- **Given instruction**: Switch every "thickest" in the rows below to "widest" and leave everything else unchanged.

- **Records supplied**:
====================

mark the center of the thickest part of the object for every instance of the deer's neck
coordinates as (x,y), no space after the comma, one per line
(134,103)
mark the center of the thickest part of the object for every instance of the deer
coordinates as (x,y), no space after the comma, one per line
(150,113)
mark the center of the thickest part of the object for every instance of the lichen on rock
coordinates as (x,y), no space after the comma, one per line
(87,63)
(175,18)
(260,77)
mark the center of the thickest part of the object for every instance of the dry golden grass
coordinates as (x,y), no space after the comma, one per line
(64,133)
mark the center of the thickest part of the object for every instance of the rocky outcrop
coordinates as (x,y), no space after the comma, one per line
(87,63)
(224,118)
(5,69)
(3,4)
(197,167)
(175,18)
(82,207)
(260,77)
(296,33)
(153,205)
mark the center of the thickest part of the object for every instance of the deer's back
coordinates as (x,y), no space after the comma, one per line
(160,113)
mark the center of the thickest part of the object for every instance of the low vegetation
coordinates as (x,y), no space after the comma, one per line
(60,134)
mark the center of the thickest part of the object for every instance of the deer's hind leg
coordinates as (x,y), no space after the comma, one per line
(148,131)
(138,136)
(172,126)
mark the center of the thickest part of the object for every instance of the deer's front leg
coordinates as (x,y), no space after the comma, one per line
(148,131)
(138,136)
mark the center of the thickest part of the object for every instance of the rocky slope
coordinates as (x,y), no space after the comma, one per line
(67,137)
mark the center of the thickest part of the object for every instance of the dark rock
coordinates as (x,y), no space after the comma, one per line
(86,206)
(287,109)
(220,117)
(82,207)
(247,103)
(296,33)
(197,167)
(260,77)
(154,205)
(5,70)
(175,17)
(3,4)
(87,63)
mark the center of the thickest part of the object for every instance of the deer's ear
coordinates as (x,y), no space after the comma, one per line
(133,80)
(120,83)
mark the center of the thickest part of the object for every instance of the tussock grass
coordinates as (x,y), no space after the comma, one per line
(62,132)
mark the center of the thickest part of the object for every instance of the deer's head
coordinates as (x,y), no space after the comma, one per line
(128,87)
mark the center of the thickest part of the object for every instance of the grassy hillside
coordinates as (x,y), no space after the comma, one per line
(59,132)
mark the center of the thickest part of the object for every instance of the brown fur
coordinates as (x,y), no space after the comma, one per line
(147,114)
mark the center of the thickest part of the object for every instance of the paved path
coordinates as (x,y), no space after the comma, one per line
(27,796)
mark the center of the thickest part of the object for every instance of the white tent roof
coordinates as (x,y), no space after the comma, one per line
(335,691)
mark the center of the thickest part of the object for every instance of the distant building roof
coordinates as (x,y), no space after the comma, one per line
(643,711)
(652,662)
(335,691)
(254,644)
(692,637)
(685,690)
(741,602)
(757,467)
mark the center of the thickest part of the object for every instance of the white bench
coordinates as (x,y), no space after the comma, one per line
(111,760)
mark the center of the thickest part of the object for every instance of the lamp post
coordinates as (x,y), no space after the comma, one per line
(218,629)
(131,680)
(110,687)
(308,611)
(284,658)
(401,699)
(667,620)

====================

- **Finished answer**:
mark the center of the widest part of the object for every instance of the deer's neck
coordinates as (x,y), no space after the comma, one per line
(134,103)
mark the center of the widest part of the object for every instance of the deer
coordinates as (x,y), no space after the comma, one per line
(150,113)
mark the center of the widest part of the object for every instance of the lichen on rock
coordinates as (x,y), no space after the comma, one per line
(87,63)
(175,18)
(260,77)
mark the center of the widest part of the object for every instance of the dry golden grass
coordinates as (x,y), no space after the comma, one per line
(64,133)
mark the center of the widest part of the object for every instance of the rocky outcrop
coordinates as (x,y), no space after the comma, one per line
(87,63)
(224,118)
(5,69)
(3,4)
(197,167)
(175,18)
(82,207)
(260,77)
(296,33)
(153,205)
mark the center of the widest part of the object for every instance of the deer's back
coordinates as (x,y), no space after the comma, one per line
(160,113)
mark the center of the widest part of the object for every instance of the low vegetation
coordinates as (x,y), no space after the comma, one per line
(60,134)
mark the center of the widest part of the object for every instance of the deer's hind leg
coordinates as (x,y), no space after the comma, one per line
(148,131)
(138,136)
(172,126)
mark the center of the widest part of the object for every instance of the deer's front leg
coordinates as (x,y), no space after the comma, one per line
(148,131)
(138,136)
mark the center of the widest part of the object for every instance of the rocky slope
coordinates as (x,y), no space after the comma, one per line
(67,137)
mark the center of the widest part of the object for every instance of the dark rock
coordinates as (x,y), no space after the comma, one per line
(86,206)
(287,109)
(220,117)
(82,207)
(247,103)
(296,33)
(197,167)
(260,77)
(154,205)
(5,70)
(175,17)
(3,4)
(87,63)
mark the center of the widest part of the object for every instance of the deer's ear
coordinates as (x,y), no space after the comma, one per line
(133,80)
(120,83)
mark the center of the widest part of the object for every instance of the tussock grass
coordinates as (x,y), no space after the comma, one per line
(62,132)
mark the center of the widest part of the object for every instance of the deer's head
coordinates as (x,y), no space after the comma, one per line
(128,87)
mark the center of the widest part of the object for every instance of the grassy hillside
coordinates as (x,y), no space after the comma, one per line
(59,132)
mark the center of the widest part of the object for every instance of the brown fur
coordinates as (x,y), no space after the comma, one per line
(147,114)
mark the center of the widest part of the object for every instance of the paved path
coordinates as (x,y), no space after the comma, one per line
(27,796)
mark the center of the widest part of the object for every instance of the white tent roof
coordinates as (x,y), no space after the comma, one per line
(335,691)
mark the center of the widest part of the object for every instance of the distant building roof
coordinates as (x,y), no space after the comma, one per line
(643,711)
(652,662)
(335,691)
(254,644)
(692,637)
(685,690)
(741,602)
(757,467)
mark the center of the widest part of the object for every instance of the white bench
coordinates as (x,y), no space after the comma, one per line
(111,760)
mark the center of the widest part of the object for every instance of the lamp post
coordinates as (x,y), no space after the comma, one per line
(218,629)
(131,680)
(110,687)
(308,611)
(284,658)
(401,699)
(667,620)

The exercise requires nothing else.